◆ **TASKS TO COMPLETE**:
1. Rewrite the rock band story, beginning at the words "Episode 30: Jason" and stopping after "school rock band.", with "The Noodlers" in place of "Dimension Zero".
2. According to the rock band story, why did the band play some version of Free Falling at its first show?

Episode 30: Jason tries out his new stand-up routine for patrons of the Holodeck.
Episode 37: The Quinton Brothers- Rob and Will- investigate Gale Murrin’s awesome “party”.
I’ve been waiting so long
To be where I’m going
In the sunshine of your love
This is a story about a band with big dreams. A band who plotted the release of a 75 hour blu-ray in 1996 and sought to completely dominate the planet. This is a story about Dimension Zero. Not the Swedish death metal group. Nope. My old high school rock band.
I agree with Brian Warner when he said that everyone should try to be in a rock band. I got a lot out of it. Did I mention I was voted most likely to be in a rock band at graduation! Destiny, right? As a side note, the bassist, Paul Brooks won best hair in high school. Our group had a Tool-ish prog rock thing going on. It started in 1995 and lasted around 4 years. Total, I think we played 10 or 12 shows and released a 6 song demo tape (TAPE lol?!). We did 99% original work and we were very determined. In fact, the only cover we ever played out was Sunshine of Your Love. Ok, I think we did some version of Free Falling at our first show. We ran out of songs to play so we noodled with that.

Natural language region descriptions:
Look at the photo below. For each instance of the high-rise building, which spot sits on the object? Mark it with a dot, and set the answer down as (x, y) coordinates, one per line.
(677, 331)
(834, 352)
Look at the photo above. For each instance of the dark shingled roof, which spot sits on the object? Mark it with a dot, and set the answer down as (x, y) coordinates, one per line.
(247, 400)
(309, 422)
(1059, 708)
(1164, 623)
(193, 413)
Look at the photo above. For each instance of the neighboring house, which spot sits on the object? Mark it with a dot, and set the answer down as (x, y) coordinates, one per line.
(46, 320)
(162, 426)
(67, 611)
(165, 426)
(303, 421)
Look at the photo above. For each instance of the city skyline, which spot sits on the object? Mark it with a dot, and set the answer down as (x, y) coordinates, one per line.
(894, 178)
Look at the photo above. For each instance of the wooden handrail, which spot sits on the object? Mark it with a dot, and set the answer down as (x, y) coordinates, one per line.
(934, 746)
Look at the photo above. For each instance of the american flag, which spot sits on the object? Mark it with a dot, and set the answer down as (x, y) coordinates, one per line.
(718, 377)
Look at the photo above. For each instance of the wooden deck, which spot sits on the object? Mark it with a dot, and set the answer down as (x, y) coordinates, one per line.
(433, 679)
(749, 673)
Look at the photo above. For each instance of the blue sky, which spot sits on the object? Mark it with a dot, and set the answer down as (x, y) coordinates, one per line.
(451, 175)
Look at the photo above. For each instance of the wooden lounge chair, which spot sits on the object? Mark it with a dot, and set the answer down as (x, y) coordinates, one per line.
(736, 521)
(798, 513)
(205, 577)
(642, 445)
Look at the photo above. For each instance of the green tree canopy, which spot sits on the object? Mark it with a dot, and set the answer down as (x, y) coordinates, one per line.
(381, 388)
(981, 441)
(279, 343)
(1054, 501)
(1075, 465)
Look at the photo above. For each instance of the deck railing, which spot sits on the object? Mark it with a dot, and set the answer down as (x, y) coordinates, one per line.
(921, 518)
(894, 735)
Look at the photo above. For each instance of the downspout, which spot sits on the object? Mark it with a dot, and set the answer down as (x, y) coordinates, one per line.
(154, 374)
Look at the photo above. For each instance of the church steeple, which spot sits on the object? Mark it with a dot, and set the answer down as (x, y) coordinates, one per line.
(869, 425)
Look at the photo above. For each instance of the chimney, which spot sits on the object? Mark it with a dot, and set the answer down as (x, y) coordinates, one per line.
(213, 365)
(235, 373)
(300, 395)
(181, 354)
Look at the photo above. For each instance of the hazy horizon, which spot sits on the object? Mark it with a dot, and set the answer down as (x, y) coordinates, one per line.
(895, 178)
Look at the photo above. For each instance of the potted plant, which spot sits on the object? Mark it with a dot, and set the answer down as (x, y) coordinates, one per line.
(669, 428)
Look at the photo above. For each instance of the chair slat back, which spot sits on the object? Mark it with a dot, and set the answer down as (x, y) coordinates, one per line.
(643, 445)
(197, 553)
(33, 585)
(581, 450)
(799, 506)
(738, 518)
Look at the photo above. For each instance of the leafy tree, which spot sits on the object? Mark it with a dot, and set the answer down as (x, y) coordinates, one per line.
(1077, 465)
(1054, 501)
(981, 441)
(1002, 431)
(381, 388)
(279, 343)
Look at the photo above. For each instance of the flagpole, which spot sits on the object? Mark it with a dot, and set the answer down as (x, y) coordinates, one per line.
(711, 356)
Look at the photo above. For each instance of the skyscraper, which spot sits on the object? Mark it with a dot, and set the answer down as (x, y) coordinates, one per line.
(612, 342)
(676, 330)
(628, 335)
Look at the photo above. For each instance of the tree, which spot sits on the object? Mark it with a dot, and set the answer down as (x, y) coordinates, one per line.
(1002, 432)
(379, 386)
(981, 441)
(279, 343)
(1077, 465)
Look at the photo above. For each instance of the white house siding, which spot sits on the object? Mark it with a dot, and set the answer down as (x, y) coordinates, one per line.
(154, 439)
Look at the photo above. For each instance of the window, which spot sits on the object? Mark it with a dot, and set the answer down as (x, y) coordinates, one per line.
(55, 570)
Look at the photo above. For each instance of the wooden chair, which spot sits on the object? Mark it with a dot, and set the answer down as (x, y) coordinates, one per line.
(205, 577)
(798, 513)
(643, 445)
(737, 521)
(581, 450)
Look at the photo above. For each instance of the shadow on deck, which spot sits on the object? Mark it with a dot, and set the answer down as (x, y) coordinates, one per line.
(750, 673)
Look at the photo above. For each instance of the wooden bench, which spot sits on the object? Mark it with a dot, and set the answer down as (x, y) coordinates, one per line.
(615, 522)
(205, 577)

◆ **TASK RESULTS**:
1.
Episode 30: Jason tries out his new stand-up routine for patrons of the Holodeck.
Episode 37: The Quinton Brothers- Rob and Will- investigate Gale Murrin’s awesome “party”.
I’ve been waiting so long
To be where I’m going
In the sunshine of your love
This is a story about a band with big dreams. A band who plotted the release of a 75 hour blu-ray in 1996 and sought to completely dominate the planet. This is a story about The Noodlers. Not the Swedish death metal group. Nope. My old high school rock band.

2. The band ran out of songs to play, so they noodled with Free Falling.